### Text extract
···
Happy Ending For Ben Hodgkinson at Cancelled ADCC Trials, Wins Invite

The 1st ADCC Asia & Oceania Trials were cancelled because of a lack of competitors, even though athletes had flown in from Japan and Australia. There is a happy ending to the story though, as one man earned himself a trip to the ADCC World Championships thanks to a standout performance of six submissions in six matches. 

The Trials were held in Almaty, Kazakhstan, and not for the first time. While it may seem like a far flung-location, Kazakhstan is a relatively prosperous nation in Central Asia and has a burgeoning iiu-jitsu scene. The ADCC Trials were held there in 2016, and it's where breakout star Craig Jones earned his spot at the 2017 ADCC World Championships. 

But the turnout for the Trials– compounded by factors such as the timing of the event, the remoteness of the location and high travel costs to get there– was far lower than expected, causing organizers to cancel the event with just a week's notice, 

For Ben Hodgkinson and his Absolute MMA teammates Lachlan Giles, Mikael Yahya, James Walters and Jeremy Skinner from Melbourne, Australia, one week's notice was still too late. They learned of the cancellation as they were at the airport to start the 24-hour journey. 

The message was posted on the ADCC website and was clear: "ADCC Trials format must have a minimum of at least 16 fighters per bracket in order the Qualifier to go as planned." The numbers were nowhere near what was required. There were only 15 signed up at -66kg and -88kg, 11 at -77kg, eight at -99kg and only six at +99kg. 

A total of 55 competitors across all weight classes. Compare that with the 255 who signed up for the North American (East Coast) Trials in November, or the 193 who registered for the European Trials in Romania in October. 

Lachlan Giles is a two-time ADCC veteran who had earned his spot via past trials events, and had competed in Almaty before. He was no stranger to having to travel long distances to compete, but the news that the Trials would not go ahead was a crushing blow. 

"To me ADCC is the best tournament in jiu-jitsu. We have year-round dedicated training specifically for this event," said Giles."It's expensive to get anywhere from Australia and we have all taken time off work, and agreed to sit on a plane for over 24 hours to have a chance to compete in this event." To complicate matters, they couldn't just cancel their trip as they planned to travel on to California for the IBJJF World No-Gi Jiu-Jitsu Championships the following weekend. 

"We were disappointed, this is the biggest event we train for, ADCC is such a big event," says Hodgkinson. "We had guys that were poised in every division to get that ticket. We were all preparing really hard for it. We felt kind of robbed. When they took away the tickets, they robbed Australia the chance of having five guys at ADCC, potentially. We were all really upset to not have that opportunity." 

The Absolute MMA crew weren’t the only ones flying in for the tournament. There were a further five guys from Australia. Masahiro Iwasaki of Japan made the trip, as did two other Japanese competitors. The list of entrants shows athletes from countries including Iran, Jordan, and Kyrgyzstan.
···
### Provided information
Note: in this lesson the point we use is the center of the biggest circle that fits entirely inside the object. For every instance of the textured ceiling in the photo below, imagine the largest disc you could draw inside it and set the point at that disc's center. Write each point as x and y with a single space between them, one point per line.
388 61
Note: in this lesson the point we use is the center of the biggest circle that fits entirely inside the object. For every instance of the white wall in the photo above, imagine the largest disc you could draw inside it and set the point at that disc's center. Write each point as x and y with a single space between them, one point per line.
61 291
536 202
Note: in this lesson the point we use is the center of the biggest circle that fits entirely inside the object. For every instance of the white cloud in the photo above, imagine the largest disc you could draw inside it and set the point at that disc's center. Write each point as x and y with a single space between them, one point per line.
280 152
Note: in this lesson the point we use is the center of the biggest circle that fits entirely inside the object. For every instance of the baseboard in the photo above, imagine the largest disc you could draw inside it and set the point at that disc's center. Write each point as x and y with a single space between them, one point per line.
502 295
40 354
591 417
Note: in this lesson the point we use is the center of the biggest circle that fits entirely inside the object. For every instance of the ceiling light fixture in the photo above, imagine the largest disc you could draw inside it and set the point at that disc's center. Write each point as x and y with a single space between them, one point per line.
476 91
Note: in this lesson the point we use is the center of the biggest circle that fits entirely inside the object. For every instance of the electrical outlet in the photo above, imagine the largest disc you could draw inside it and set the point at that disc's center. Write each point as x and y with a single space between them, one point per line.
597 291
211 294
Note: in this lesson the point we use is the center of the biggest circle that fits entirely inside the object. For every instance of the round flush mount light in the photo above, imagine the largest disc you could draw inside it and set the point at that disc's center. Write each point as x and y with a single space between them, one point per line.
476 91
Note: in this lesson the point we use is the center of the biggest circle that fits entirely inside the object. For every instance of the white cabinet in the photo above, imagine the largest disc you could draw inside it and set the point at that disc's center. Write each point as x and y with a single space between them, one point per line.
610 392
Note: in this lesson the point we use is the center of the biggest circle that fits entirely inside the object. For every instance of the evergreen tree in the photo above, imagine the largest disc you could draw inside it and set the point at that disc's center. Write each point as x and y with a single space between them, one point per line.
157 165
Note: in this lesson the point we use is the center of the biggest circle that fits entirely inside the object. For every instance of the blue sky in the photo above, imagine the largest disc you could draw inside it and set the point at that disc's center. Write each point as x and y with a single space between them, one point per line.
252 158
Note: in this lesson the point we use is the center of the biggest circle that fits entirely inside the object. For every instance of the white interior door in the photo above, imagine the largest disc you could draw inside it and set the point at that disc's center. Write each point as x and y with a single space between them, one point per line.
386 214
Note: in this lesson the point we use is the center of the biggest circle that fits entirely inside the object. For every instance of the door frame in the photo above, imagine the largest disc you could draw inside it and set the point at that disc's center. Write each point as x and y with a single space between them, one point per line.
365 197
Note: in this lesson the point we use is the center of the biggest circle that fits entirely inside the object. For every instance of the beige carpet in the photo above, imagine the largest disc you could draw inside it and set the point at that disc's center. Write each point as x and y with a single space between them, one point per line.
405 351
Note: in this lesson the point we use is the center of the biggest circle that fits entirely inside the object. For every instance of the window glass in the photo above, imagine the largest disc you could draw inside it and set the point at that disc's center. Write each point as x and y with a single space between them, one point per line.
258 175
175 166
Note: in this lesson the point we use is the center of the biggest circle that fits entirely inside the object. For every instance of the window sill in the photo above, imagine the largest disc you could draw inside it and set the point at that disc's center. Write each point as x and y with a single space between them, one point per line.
···
### What is asked
(A) Answer these questions from the article on the cancelled ADCC trials:
(i) In which city were the trials held?
(ii) How many competitors signed up in total across all weight classes?
(iii) How many registered for the European Trials in Romania?
(B) Duplicate the passage of the article on the cancelled ADCC trials starting with "The message was" and going on through "Romania in October.".
The lines come from a separate source.

### Solutions below
(A)
(i) Almaty, Kazakhstan
(ii) 55
(iii) 193

(B)
The message was posted on the ADCC website and was clear: "ADCC Trials format must have a minimum of at least 16 fighters per bracket in order the Qualifier to go as planned." The numbers were nowhere near what was required. There were only 15 signed up at -66kg and -88kg, 11 at -77kg, eight at -99kg and only six at +99kg. 

A total of 55 competitors across all weight classes. Compare that with the 255 who signed up for the North American (East Coast) Trials in November, or the 193 who registered for the European Trials in Romania in October.